- PAGE EXCERPT
####################

# New Arrival



## dombox40 (Oct 20, 2008)

Hi managed to buy this Seiko Elnix Electric from a nice seller in Poland, excellent condition case and very clean allover. These I beleive are quite rare to find so very pleased with this, only one small problem is a bit of the paint missing at 12 O,clock on the dial as described by the seller but not a serious issue.


----------



## knirirr (May 5, 2008)

That's a good colour and has a tasteful 70s design - congratulations!

They do seem to be quite rare, at least on Ebay. I think I've only seen two there.


----------



## zed4130 (Jun 25, 2009)

very smart looking wath, very 70's

paul


----------



## martinus_scriblerus (Sep 29, 2008)

What exactly is that "logo" (or whatever it is) on the dial? I really can't tell from the photo.


----------



## Silver Hawk (Dec 2, 2003)

martinus_scriblerus said:


> What exactly is that "logo" (or whatever it is) on the dial? I really can't tell from the photo.


----------



## martinus_scriblerus (Sep 29, 2008)

Silver Hawk said:


> martinus_scriblerus said:
> 
> 
> > What exactly is that "logo" (or whatever it is) on the dial? I really can't tell from the photo.


Well now I can SEE what it is, but I surely do not know what is MEANS. Probably some code that us Colonials can't decipher.


----------



## dombox40 (Oct 20, 2008)

I,ve no idea what it means either MS it,s just their logo for that peticular watch I think. Thanks for the pic Paul.


----------



## electrified (Jul 25, 2009)

Here's my Elnix. The faceted crystal is pretty wild but it makes reading the watch face a bit tricky. From what I understand, the SG versions are of a higher quality that the standard Elnix models.

Thanks,

Mike


----------



## martinus_scriblerus (Sep 29, 2008)

electrified said:


> Here's my Elnix. The faceted crystal is pretty wild but it makes reading the watch face a bit tricky. From what I understand, the SG versions are of a higher quality that the standard Elnix models.
> 
> Thanks,
> 
> Mike


Is that crystal faceted in a sort of "star" shape?


----------



## electrified (Jul 25, 2009)

martinus_scriblerus said:


> electrified said:
> 
> 
> > Here's my Elnix. The faceted crystal is pretty wild but it makes reading the watch face a bit tricky. From what I understand, the SG versions are of a higher quality that the standard Elnix models.
> ...

####################

- PROBLEM REQUIREMENTS
Using the Seiko Elnix thread above, answer yes or no to whether each statement agrees with it, quoting the words that decide it: (a) dombox40 bought the watch from a seller in Poland; (b) knirirr reports having seen many of these watches on Ebay; (c) electrified says the faceted crystal makes the watch face easier to read.

####################

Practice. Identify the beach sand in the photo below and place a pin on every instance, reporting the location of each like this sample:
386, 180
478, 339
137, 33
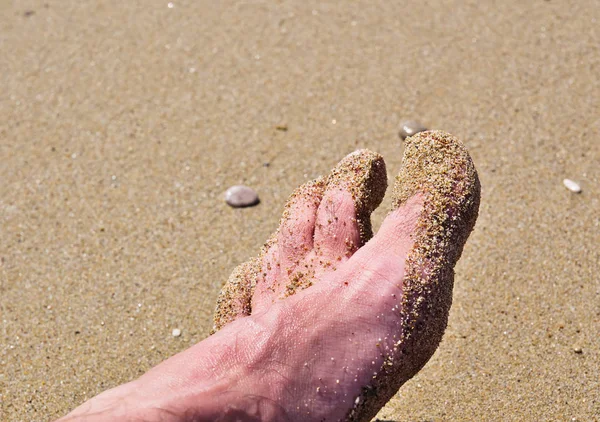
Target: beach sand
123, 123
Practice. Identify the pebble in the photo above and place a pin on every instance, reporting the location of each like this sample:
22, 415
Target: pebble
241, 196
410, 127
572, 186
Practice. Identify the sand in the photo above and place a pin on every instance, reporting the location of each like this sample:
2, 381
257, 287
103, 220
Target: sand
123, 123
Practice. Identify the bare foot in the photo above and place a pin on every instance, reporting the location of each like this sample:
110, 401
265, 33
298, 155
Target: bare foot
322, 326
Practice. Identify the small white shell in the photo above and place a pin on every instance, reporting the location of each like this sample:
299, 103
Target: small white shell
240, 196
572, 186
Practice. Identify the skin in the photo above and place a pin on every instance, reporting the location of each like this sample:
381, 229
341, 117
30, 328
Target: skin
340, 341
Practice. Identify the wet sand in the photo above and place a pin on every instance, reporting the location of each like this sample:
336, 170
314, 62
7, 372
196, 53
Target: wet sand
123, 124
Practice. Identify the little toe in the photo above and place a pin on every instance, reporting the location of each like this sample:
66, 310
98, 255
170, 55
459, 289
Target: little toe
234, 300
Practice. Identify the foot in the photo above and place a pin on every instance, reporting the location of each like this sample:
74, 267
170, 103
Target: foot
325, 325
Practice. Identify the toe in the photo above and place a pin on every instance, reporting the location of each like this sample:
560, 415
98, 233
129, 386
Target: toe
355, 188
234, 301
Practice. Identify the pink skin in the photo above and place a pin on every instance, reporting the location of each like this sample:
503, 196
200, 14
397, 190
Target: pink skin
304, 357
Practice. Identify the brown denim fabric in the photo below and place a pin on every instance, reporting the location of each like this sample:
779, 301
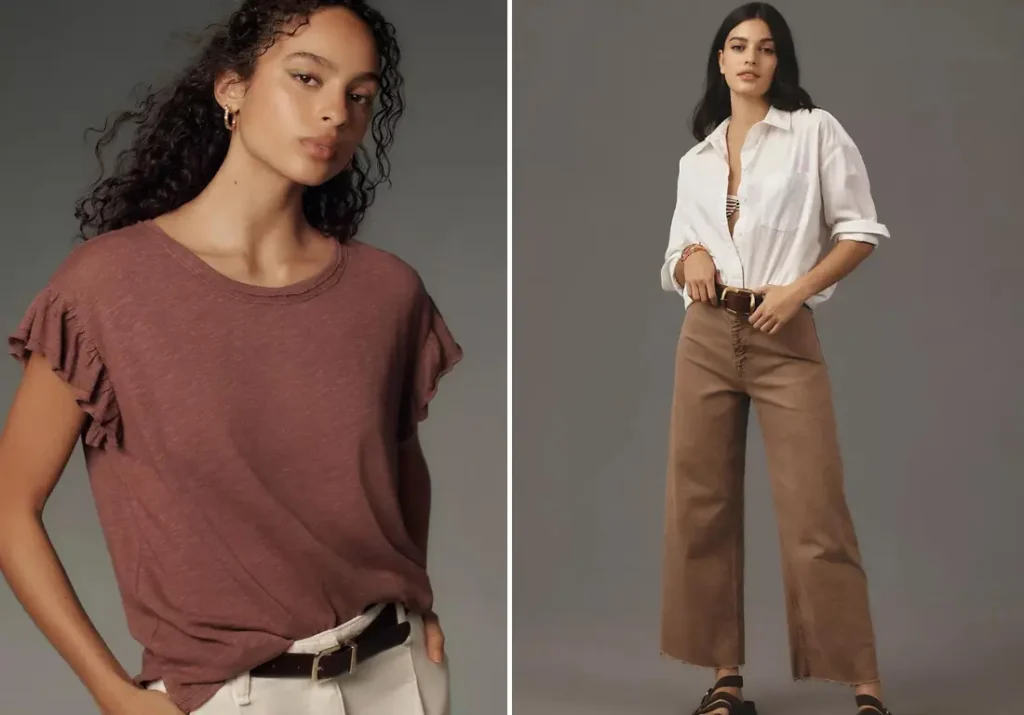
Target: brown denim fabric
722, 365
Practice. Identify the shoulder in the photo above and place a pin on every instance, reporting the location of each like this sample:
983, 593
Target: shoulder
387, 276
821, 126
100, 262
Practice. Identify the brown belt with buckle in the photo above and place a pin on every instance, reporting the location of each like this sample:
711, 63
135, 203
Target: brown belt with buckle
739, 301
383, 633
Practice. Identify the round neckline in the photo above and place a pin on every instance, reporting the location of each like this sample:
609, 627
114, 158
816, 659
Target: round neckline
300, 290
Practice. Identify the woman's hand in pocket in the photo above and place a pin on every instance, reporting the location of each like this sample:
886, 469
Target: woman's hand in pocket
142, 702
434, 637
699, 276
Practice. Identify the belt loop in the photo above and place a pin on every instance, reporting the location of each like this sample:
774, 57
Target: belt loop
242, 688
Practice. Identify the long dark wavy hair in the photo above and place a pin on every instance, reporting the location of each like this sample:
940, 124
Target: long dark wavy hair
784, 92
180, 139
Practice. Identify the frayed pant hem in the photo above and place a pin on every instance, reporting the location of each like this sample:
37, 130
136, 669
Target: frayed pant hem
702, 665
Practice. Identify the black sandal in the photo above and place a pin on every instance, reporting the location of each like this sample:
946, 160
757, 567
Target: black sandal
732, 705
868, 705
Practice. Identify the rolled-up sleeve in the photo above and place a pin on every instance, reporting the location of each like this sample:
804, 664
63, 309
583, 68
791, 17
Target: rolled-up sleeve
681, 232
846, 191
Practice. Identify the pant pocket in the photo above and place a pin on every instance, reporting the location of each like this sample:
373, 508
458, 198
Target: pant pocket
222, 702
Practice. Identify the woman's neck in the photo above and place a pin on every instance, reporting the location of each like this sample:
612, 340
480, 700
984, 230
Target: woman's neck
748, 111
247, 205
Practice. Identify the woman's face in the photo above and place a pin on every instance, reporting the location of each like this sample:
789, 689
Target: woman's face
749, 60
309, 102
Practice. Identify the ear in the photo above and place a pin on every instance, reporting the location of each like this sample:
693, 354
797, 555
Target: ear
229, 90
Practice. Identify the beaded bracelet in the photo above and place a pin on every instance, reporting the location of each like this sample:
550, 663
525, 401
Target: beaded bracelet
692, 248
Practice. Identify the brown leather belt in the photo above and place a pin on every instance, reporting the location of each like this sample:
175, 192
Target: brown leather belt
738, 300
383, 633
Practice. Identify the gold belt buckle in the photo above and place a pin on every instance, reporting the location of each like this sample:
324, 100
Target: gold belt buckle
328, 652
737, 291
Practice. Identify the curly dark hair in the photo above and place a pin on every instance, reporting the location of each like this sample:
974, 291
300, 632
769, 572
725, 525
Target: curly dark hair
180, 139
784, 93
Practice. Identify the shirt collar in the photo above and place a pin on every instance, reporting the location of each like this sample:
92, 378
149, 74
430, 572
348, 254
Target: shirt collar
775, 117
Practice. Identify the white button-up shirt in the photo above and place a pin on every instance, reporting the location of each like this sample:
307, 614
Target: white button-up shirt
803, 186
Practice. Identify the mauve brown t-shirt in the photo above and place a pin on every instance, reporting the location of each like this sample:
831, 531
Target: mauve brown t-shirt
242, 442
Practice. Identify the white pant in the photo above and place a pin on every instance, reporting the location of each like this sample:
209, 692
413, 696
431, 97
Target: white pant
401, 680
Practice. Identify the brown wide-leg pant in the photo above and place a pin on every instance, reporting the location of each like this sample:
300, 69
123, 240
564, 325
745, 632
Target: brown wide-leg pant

####################

- SOLUTION TO THIS TASK
(a) Yes: "managed to buy this Seiko Elnix Electric from a nice seller in Poland"
(b) No: "I think I've only seen two there."
(c) No: "it makes reading the watch face a bit tricky"